Data to use: Begin
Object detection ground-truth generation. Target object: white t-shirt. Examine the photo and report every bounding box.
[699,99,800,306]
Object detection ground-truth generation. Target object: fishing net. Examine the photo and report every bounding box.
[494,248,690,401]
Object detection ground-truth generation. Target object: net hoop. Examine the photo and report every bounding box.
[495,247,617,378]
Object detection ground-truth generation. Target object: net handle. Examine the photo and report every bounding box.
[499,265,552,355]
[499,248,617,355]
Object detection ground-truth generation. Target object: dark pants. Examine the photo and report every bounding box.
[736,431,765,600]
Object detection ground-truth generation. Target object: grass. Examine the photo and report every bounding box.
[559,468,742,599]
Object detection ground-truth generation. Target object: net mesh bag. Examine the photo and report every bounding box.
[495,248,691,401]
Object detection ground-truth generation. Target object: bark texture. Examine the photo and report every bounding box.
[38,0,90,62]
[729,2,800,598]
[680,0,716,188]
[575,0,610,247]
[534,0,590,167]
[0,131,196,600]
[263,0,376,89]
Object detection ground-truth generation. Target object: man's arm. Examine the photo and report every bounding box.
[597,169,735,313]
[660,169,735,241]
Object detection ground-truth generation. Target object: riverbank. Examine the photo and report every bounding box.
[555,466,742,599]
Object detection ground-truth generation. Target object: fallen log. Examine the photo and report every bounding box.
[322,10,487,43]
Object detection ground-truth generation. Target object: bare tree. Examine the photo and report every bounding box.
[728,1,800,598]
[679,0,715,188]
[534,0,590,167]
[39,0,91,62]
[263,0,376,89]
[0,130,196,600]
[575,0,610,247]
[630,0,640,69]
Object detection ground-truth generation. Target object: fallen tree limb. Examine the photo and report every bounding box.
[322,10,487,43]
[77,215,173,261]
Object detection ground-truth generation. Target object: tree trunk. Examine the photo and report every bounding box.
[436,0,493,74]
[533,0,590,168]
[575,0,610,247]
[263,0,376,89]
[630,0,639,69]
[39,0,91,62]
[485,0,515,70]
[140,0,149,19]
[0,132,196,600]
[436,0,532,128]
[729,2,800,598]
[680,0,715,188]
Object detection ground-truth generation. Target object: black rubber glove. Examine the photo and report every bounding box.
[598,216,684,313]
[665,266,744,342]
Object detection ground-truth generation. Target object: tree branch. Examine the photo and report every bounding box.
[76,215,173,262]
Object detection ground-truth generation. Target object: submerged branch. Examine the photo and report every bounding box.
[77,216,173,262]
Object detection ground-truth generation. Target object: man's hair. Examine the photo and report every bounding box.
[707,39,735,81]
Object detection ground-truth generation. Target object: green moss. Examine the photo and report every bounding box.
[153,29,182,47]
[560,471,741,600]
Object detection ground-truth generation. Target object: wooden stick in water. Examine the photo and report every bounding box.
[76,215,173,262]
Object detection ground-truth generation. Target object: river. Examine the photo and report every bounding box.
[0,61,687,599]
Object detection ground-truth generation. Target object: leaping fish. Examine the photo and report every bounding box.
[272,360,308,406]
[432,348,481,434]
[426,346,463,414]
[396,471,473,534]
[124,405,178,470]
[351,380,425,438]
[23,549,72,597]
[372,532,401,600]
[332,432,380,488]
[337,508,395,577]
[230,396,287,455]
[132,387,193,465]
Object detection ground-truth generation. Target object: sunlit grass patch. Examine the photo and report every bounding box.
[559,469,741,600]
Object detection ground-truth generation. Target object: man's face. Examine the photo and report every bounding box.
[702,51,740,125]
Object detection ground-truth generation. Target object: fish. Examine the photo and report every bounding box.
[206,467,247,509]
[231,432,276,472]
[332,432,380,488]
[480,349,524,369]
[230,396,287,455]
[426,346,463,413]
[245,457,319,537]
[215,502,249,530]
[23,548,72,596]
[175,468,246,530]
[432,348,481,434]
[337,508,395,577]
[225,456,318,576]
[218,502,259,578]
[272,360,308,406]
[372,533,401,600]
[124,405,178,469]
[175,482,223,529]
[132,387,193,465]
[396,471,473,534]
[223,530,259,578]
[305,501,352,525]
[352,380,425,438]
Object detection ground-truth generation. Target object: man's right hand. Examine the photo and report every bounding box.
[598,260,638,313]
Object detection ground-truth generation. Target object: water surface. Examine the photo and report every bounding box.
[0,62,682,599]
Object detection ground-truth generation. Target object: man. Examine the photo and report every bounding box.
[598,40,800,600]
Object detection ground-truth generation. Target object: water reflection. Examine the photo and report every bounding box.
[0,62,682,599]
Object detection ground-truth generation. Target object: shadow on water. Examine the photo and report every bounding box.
Data to use: End
What this task involves: Each record above has to be set down again, exactly and completely.

Solution:
Object detection ground-truth generation. Target object: white t-shirt. Examine the photo and report every bounding box.
[699,99,800,306]
Object detection ground-truth generation. Target object: fishing net. Examine the photo and report every bounding box.
[494,248,690,401]
Object detection ground-truth generation. Target object: net hoop. Examine the photo and report every bounding box.
[495,247,617,378]
Object detection ground-truth generation. Target object: net handle. Examine the photo and report every bounding box.
[499,265,552,355]
[499,248,617,355]
Object detection ground-truth generation. Target object: dark pants. Examine the photo and report every bounding box.
[736,431,765,600]
Object detection ground-truth generation. Target object: grass. Examine the photo and report every bounding box.
[559,468,742,599]
Object detection ground-truth generation. Target object: net mesh bag. Examine the photo and report every bounding box.
[495,248,691,401]
Object detection ground-truth generation. Target object: bark texture. Examine the photo and report every bounding box.
[38,0,90,62]
[729,2,800,598]
[680,0,716,188]
[575,0,610,247]
[534,0,590,167]
[0,131,196,600]
[263,0,376,89]
Object detection ground-truth generation. Target object: man's arm. Examine the photo and report every bounding box.
[597,169,735,313]
[660,169,735,241]
Object detection ground-truth generation. Target object: riverbank. Examine the photo and report every bounding box.
[555,466,742,599]
Object detection ground-truth generation. Target object: fallen log. Examine the photo and report every bounding box.
[322,10,487,43]
Object detection ground-truth generation. Target object: bare tree. Examine the photo and report every bounding box.
[728,1,800,598]
[679,0,715,188]
[534,0,590,167]
[39,0,91,62]
[263,0,376,89]
[0,130,196,600]
[575,0,610,247]
[630,0,640,69]
Object detection ground-truth generation. Target object: fallen tree limb. Examine the photo and report every bounding box.
[322,10,487,43]
[77,215,173,261]
Object detection ground-truth generation. Target object: tree trunk. Examine the photo and report every bounding box.
[436,0,493,74]
[533,0,590,168]
[575,0,610,247]
[263,0,376,89]
[630,0,639,69]
[39,0,91,62]
[485,0,515,70]
[140,0,149,19]
[0,132,196,600]
[436,0,532,128]
[729,2,800,598]
[680,0,715,188]
Object detection ground-truth generation. Target object: black rubber glove. Examine the photo and report every bounding box.
[598,216,684,313]
[665,266,744,342]
Object detection ground-truth generation. Target object: tree branch. Examine the photo and report every bounding box.
[76,215,173,262]
Object detection ground-truth generation. Target object: submerged branch. Examine the photo and report every bounding box.
[77,216,173,262]
Object detection ground-truth generation. Target object: man's hair. Examine the photo and report every bounding box.
[707,39,735,81]
Object detection ground-truth generation. Target object: green moss. Examine the photo and report every bounding box.
[153,29,182,47]
[560,471,741,600]
Object detection ground-truth generation. Target object: wooden stick in water. Examine the photo and report every bounding box.
[76,215,173,262]
Object detection ground-truth generation. Target object: river. Examine the photo and report every bounding box.
[0,61,687,599]
Object detection ground-truth generation. Target object: leaping fish. Examine the photo and report every bounding box.
[272,360,308,406]
[432,348,481,434]
[426,346,463,414]
[396,471,473,534]
[124,405,178,470]
[351,380,425,438]
[23,549,72,597]
[372,532,401,600]
[332,432,380,488]
[337,508,395,577]
[230,396,287,455]
[132,387,193,465]
Object detection ground-truth generation. Target object: sunlit grass patch. Examine the photo and report every bounding box.
[559,469,741,600]
Object detection ground-truth generation. Target object: man's face. Examine the photo and report every bounding box.
[702,51,740,125]
Object detection ground-truth generation. Target object: fish. Examine the photo and report every bounding box.
[206,467,247,509]
[231,432,276,472]
[332,432,380,488]
[480,349,524,369]
[230,396,287,455]
[426,346,463,413]
[245,457,319,537]
[215,502,249,530]
[23,548,72,596]
[175,468,246,530]
[432,348,481,434]
[337,508,395,577]
[225,456,318,576]
[218,502,259,578]
[272,360,308,406]
[372,533,401,600]
[124,405,178,469]
[175,482,223,529]
[132,387,193,465]
[396,471,473,534]
[223,530,259,578]
[305,501,352,525]
[352,380,425,438]
Object detection ground-truth generation. Target object: man's right hand. Examine the photo and report every bounding box.
[598,260,638,313]
Object detection ground-truth generation. Target object: water surface. Examine the photo and report every bounding box.
[0,62,682,599]
Object detection ground-truth generation. Target object: man. Examine the photo and report every bounding box.
[598,40,800,600]
Object detection ground-truth generation. Target object: water reflection. Examine the photo and report every bounding box.
[0,62,682,599]
Object detection ground-truth generation. Target object: shadow on water. Examine the photo and report every bounding box.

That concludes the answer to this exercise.